**Zitierter Textauszug:**

--------

EuGH kippt Tariftreuegesetz aus NRW: Kein Mindestlohn im Ausland – Gastbeitrag von Ute Jasper

 

Unternehmen, die für Unternehmen der Öffentliche Hand arbeiten, müssen keinen deutschen Mindestlohn im Ausland zahlen, wie es das nordrhein-westfälische Tariftreuegesetz vorschreibt. Kläger war die Bundesdruckerei. Der EuGH kippte das Gesetz.

 

Ute Jasper, Vergaberecht-Expertin und Partnerin bei Heuking Kühn Lüer Wojtek

Ute Jasper, Vergaberecht-Expertin und Partnerin bei Heuking Kühn Lüer Wojtek

Das Tariftreue- und Vergabegesetz Nordrhein-Westfalen verstößt gegen das Europarecht.Die Folge: Der deutsche Gesetzgeber darf den Unternehmen nicht vorschreiben, bei Öffentlichen Aufträgen den Mitarbeitern immer einen Mindestlohn von 8,62 Euro zu zahlen, – auch wenn sie im Ausland viel günstiger produzieren könnten. Der Europäische Gerichtshof (EuGH) hat am 18.09.2014 (Aktenzeichen: C-549/13) entschieden, dass eine so eine Vorschrift gegen die Dienstleistungsfreiheit verstößt.

 

Das Urteil war mit Spannung erwartet worden, weil sich ausgerechnet ein Bundesunternehmen, die Bundesdruckerei GmbH, geweigert hatte, das nordrhein-westfälische Tariftreuegesetz zu befolgen. Die Bundesdruckerei wollte einen polnischen Subunternehmer beauftragen, um für die Stadt Dortmund Akten zu digitalisieren. Die Stadt musste aber nach dem nordrhein-westfälischen Tariftreue- und Vergabegesetz einen Mindestlohn von 8,62 Euro für alle Arbeiten – auch die in Polen – vorschreiben. Dagegen rief die Bundesdruckerei die Vergabekammer auf den Plan. Die Vergabekammer zweifelte daran, ob die Vorschrift mit dem Europäischen Recht vereinbar war und legte sie dem Europäischen Gerichtshof vor.

--------

**Bereitgestellte Einträge:**
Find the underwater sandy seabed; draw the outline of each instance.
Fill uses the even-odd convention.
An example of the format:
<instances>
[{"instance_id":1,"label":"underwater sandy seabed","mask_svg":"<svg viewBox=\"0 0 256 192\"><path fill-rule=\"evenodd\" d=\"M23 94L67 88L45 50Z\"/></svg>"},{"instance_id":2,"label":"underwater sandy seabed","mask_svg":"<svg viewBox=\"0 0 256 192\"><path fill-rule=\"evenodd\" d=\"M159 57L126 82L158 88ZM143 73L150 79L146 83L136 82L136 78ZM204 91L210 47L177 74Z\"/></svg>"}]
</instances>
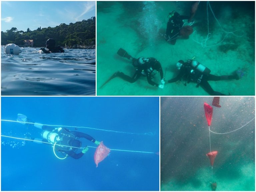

--------

**Gestellte Aufgabe 1:** Nennen Sie alle Gerichte, Behörden, Kommunen und Unternehmen, die der Gastbeitrag zum NRW-Tariftreuegesetz mit ihrer Bezeichnung anführt.
**Gestellte Aufgabe 2:** Führen Sie den Gastbeitrag zum NRW-Tariftreuegesetz im Anschluss an dessen letzten Satz weiter.

**Lösung 1:**
- Europäischer Gerichtshof (EuGH)
- Bundesdruckerei GmbH
- Stadt Dortmund
- Vergabekammer
- Heuking Kühn Lüer Wojtek

**Lösung 2:**
 

Keine europaweiten Mindestlöhne via Landesgesetz – und ohne Lebenshaltungskostenvergleich

Die Bundesdruckerei hatte nun letztlich Erfolg. Das Ergebnis leuchtet jedem sofort ein: Ein Mitgliedsstaat der Europäischen Union darf nicht einfach Mindestlöhne mit europaweiter Wirkung vorschreiben, ohne die unterschiedlichen Niveaus der Lebenshaltungskosten und der Gehälter in diesen Ländern zu berücksichtigen. Er greift damit in unzulässiger Weise in den freien Markt und in die Dienstleistungsfreiheit ein und hindert ausländische Unternehmen daran, mit ihren Arbeitnehmern und den dortigen Gewerkschaften die Löhne und Gehälter frei auszuhandeln. Eine mit einem Mindestlohn verbundene Behinderung kann zwar – so der EuGH – durch den Arbeitnehmerschutz gerechtfertigt sein. Dies gilt jedoch nicht, wenn – wie beim nordrhein-westfälischen Tariftreuegesetz – kein Bezug zu den Lebenshaltungskosten im Ausland besteht.

 

…auch andere Gerichte bezweifeln die Rechtmäßigkeit

Die Entscheidung ist nicht der erste Angriff auf Tariftreue- und Vergabegesetze. Zuletzt bezweifelte das Oberlandesgericht Düsseldorf im Juni 2014 (VII-Verg 39/13) die Verfassungsmäßigkeit der nordrhein-westfälischen Vorschriften zum Arbeitsschutz bei Öffentlichen Vergaben.

 

Auch das rheinland-pfälzische Tariftreuegesetz wurde vom Oberlandesgericht Koblenz dem Europäischen Gerichtshof vorgelegt. Beim Verwaltungsgericht Düsseldorf und beim Bundesverwaltungsgericht sind ebenfalls weitere Verfahren anhängig.

 

Bürokratisch wie unpraktikabel – Ausweichmanöver waren die Folge

Die öffentlichen Auftraggeber und Bieter-Unternehmen werden sich vermutlich sehr über die Kritik der Gerichte und  über die klare Entscheidung aus Straßburg freuen. Etliche Branchenvertreter und kommunale Spitzenverbände beanstanden seit langem, die Vorschriften seien mit viel zu hohem bürokratischen Aufwand verbunden und obendrein unpraktikabel. Die kleinteiligen und weitreichenden Normen führen nicht nur zu neuen Behörden, sondern zu bizarren Ausweichmanövern: Wenn Bieter nachweisen sollen, dass bei sämtlichen Produkten und eingesetzten Materialien wie zum Beispiel bei den Sitzpolstern in Bussen oder den elektronischen Kleinteilen in Telefonen durchgehend alle Arbeitsschutzvorschriften eingehalten oder Frauen gefördert wurden.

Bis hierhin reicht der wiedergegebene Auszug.